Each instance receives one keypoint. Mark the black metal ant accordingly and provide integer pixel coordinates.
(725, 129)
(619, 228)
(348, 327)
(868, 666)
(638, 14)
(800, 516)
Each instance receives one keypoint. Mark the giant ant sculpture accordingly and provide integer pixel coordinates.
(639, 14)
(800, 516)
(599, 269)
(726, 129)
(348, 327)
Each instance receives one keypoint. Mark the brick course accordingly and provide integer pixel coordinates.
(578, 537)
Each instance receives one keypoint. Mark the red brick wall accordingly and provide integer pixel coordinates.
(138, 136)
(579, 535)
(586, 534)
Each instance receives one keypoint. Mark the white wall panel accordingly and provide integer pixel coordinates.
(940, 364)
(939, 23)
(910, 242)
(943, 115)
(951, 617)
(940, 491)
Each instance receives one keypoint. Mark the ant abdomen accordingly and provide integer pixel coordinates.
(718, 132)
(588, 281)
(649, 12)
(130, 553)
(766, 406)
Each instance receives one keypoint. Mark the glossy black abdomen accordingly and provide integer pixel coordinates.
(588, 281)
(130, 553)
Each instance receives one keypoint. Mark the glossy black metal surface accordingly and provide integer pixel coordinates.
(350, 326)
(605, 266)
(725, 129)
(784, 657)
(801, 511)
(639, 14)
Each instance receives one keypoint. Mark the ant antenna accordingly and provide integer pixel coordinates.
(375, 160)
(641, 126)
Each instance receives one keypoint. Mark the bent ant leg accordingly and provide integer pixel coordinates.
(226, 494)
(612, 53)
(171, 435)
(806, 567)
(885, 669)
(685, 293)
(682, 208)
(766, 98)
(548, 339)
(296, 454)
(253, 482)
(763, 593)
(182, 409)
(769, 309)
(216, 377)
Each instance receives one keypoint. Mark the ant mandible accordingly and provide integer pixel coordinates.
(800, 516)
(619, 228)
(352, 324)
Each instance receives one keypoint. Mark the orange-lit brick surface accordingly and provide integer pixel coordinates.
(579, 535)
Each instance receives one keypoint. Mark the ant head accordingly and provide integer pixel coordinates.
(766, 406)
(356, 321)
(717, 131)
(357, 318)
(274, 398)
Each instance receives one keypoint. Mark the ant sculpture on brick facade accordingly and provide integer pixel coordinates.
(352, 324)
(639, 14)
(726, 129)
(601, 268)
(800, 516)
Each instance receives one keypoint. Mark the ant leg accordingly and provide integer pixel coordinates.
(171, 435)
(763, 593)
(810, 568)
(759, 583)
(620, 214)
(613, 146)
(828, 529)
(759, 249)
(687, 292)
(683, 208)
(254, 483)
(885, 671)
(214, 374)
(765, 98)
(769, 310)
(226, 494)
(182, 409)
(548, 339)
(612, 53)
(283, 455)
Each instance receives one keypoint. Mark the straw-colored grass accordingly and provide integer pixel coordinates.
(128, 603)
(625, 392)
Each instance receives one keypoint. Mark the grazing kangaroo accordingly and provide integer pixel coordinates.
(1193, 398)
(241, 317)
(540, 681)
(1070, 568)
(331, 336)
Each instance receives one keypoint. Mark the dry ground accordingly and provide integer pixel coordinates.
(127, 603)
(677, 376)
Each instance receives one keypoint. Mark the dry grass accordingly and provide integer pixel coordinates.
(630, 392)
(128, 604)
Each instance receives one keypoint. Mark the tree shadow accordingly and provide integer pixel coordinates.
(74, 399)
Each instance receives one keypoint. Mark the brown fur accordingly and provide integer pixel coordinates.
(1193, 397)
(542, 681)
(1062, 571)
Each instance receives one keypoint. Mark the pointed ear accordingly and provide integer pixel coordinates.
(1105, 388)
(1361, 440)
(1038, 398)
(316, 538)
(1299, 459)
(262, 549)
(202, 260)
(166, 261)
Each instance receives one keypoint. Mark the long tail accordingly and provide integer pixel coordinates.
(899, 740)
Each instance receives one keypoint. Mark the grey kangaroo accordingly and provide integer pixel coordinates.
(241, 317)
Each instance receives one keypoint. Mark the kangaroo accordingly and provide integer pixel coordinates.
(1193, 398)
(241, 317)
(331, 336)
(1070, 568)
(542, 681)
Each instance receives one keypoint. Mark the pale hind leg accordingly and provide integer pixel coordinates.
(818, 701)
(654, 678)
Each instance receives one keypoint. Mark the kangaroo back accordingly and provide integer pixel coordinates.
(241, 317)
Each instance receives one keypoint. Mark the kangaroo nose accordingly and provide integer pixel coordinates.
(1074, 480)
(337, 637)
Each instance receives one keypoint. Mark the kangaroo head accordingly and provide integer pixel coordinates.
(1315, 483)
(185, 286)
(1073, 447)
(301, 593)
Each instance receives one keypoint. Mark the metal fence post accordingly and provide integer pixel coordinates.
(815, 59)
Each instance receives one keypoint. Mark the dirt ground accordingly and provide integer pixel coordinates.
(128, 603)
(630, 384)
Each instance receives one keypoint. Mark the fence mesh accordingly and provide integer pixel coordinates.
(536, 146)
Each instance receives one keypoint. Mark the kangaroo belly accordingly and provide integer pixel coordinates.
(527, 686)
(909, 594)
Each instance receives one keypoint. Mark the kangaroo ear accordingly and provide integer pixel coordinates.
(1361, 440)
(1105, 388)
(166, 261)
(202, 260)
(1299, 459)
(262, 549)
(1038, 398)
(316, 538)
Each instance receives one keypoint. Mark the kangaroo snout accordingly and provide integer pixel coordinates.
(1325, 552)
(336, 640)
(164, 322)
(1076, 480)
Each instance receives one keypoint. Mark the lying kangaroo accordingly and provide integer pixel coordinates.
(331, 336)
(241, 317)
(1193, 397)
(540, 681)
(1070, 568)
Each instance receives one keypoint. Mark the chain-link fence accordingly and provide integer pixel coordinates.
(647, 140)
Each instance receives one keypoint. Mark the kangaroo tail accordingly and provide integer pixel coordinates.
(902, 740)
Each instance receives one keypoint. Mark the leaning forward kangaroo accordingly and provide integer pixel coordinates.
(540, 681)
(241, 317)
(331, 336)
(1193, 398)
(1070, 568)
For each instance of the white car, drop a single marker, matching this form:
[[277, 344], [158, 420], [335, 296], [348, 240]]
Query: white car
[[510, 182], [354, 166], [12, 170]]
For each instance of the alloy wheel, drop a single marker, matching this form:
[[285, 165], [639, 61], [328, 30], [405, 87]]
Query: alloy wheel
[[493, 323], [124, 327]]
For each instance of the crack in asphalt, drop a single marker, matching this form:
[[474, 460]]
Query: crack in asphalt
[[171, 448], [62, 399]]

What you will do: Retype the material above from start to finish without any changes.

Written reply:
Each instance receives one keypoint. Mark the black metal ant accordingly and provide integer pixel coordinates.
(725, 129)
(619, 228)
(348, 327)
(868, 666)
(638, 14)
(800, 516)
Each instance receives one keypoint. Mark the giant ant sculpture accordingly and provide integer pixel coordinates.
(639, 14)
(800, 516)
(599, 269)
(726, 129)
(348, 327)
Each instance receives one keypoint. Mark the brick course accordingly and provide integer pixel coordinates.
(578, 537)
Each instance receives one keypoint. Mark the red brick wall accordingly and provide integer pixel coordinates.
(138, 136)
(579, 535)
(586, 534)
Each instance receives one keypoint. Mark the white wall panel accordingly and provide integer pixel coordinates.
(940, 364)
(939, 23)
(910, 242)
(943, 115)
(951, 617)
(940, 491)
Each instance receives one keypoint. Mark the ant abdomen accordingly and provide integer pixel coordinates.
(718, 132)
(588, 281)
(649, 12)
(130, 553)
(766, 406)
Each instance receives one keypoint. Mark the glossy black abdomen accordingly and provide integer pixel coordinates.
(588, 281)
(130, 553)
Each instance receives one keypoint. Mark the glossy black metal surface accordingly and provide integer pixel coordinates.
(350, 326)
(605, 266)
(725, 129)
(784, 657)
(801, 511)
(639, 14)
Each instance receives one keypoint. Mark the ant antenna accordingly and provide integer pixel coordinates.
(375, 160)
(641, 126)
Each instance receives one keypoint. Mark the bent ant leg accordingly and provide integer pixel coordinates.
(226, 494)
(612, 53)
(171, 435)
(806, 567)
(885, 669)
(685, 293)
(682, 208)
(766, 98)
(548, 339)
(296, 454)
(253, 482)
(763, 593)
(182, 409)
(769, 309)
(216, 377)
Each instance receives one keypoint. Mark the ant mandible accordingly and provide integer pixel coordinates.
(800, 516)
(619, 228)
(352, 324)
Each instance receives one keypoint. Mark the orange-lit brick surface accordingly and provide integer pixel coordinates.
(579, 535)
Each instance receives one keypoint. Mark the ant head accordingly and provide integer pixel coordinates.
(766, 406)
(356, 321)
(717, 131)
(357, 318)
(274, 398)
Each instance receives one keypoint. Mark the ant sculpture on brick facade accordingly and provide integer pixel coordinates.
(352, 324)
(639, 14)
(726, 129)
(601, 268)
(800, 516)
Each instance receives one keypoint. Mark the ant leg accordingly and provide integer pixel coordinates.
(171, 435)
(763, 593)
(810, 568)
(759, 583)
(620, 214)
(613, 146)
(828, 529)
(759, 249)
(687, 292)
(683, 208)
(254, 483)
(885, 671)
(214, 374)
(765, 98)
(769, 310)
(226, 494)
(182, 409)
(548, 339)
(612, 53)
(283, 455)
Each instance receives one keypoint. Mark the straw-colored grass accordingly and provide integer pixel coordinates.
(128, 603)
(625, 392)
Each instance receives one keypoint. Mark the grazing kangaroo accordingly and provide integer pixel coordinates.
(1193, 398)
(241, 317)
(540, 681)
(1070, 568)
(331, 336)
Each instance receives one keypoint. Mark the dry ground accordingly and provide integer pixel coordinates.
(127, 603)
(677, 376)
Each instance receives one keypoint. Mark the dry grass accordingly and provide integer pixel coordinates.
(630, 392)
(128, 604)
Each instance receives one keypoint. Mark the tree shadow accordingly and provide integer pixel coordinates.
(74, 399)
Each instance receives one keypoint. Mark the brown fur accordingly and provide integer pixel coordinates.
(1193, 397)
(542, 681)
(1062, 571)
Each instance receives one keypoint. Mark the pointed ear accordingly and provide integer pixel coordinates.
(1105, 388)
(1361, 440)
(1038, 398)
(316, 538)
(1299, 459)
(262, 549)
(202, 260)
(166, 261)
Each instance receives one keypoint. Mark the long tail accordingly and provide integer pixel coordinates.
(899, 740)
Each instance receives one keypoint. Mark the grey kangaroo accordingly and provide integer pixel coordinates.
(241, 317)
Each instance receives one keypoint. Mark the kangaroo accordingly and provide integer pixel coordinates.
(1193, 398)
(241, 317)
(331, 336)
(1070, 568)
(542, 681)
Each instance receives one keypoint. Mark the pale hind leg accordingly and provide integer pixel coordinates.
(818, 701)
(654, 678)
Each instance receives one keypoint. Mark the kangaroo back accordingly and provide integer pixel coordinates.
(241, 317)
Each instance receives one keypoint. Mark the kangaroo nose accordingly and provide integer pixel coordinates.
(1074, 480)
(337, 637)
Each instance receives one keypoint. Mark the kangaroo head accordingly and provide integer pixel coordinates.
(1315, 483)
(185, 286)
(1073, 447)
(301, 593)
Each instance receives one keypoint. Mark the metal fence post accordingly and provide integer pixel coordinates.
(815, 59)
Each instance receives one keypoint. Mark the dirt ground accordingly and provide integer pixel coordinates.
(128, 603)
(630, 384)
Each instance receives one keypoint. Mark the fence mesh accordingly and provide integer pixel coordinates.
(536, 146)
Each instance receives one keypoint. Mark the kangaroo belly accordingly and provide integer pixel coordinates.
(527, 686)
(909, 594)
Each instance receives one keypoint. Mark the kangaroo ear accordingly and provide integer pixel coordinates.
(1361, 440)
(1105, 388)
(166, 261)
(202, 260)
(1299, 459)
(262, 549)
(1038, 398)
(316, 538)
Each instance receives one keypoint. Mark the kangaroo snout accordingly and provide integer pixel coordinates.
(1325, 552)
(336, 640)
(164, 322)
(1076, 480)
Each instance receives one keypoint. Mark the lying kangaroo accordingly and provide integer pixel coordinates.
(331, 336)
(241, 317)
(1193, 397)
(540, 681)
(1070, 568)
Each instance receives one keypoint. Mark the chain-link fence accordingly and provide integer pixel coordinates.
(647, 140)
Each instance receives one keypoint. Mark the kangaroo tail accordingly and provide integer pixel coordinates.
(902, 740)
Each instance receives one keypoint. Mark the leaning forward kangaroo accordingly and provide integer pixel coordinates.
(540, 681)
(241, 317)
(331, 336)
(1193, 398)
(1070, 568)
For each instance of the white car, drop a single marker, matching this form:
[[277, 344], [158, 420], [335, 296], [348, 240]]
Query: white car
[[510, 182], [354, 166], [12, 170]]
For each instance of the alloy wheel, drop a single marker, matching this form:
[[285, 165], [639, 61], [328, 30], [405, 87]]
Query: alloy wheel
[[493, 323], [124, 327]]
For each instance of the crack in asphalt, drop a single marker, matching this form:
[[474, 460]]
Query: crack in asphalt
[[171, 448], [62, 399]]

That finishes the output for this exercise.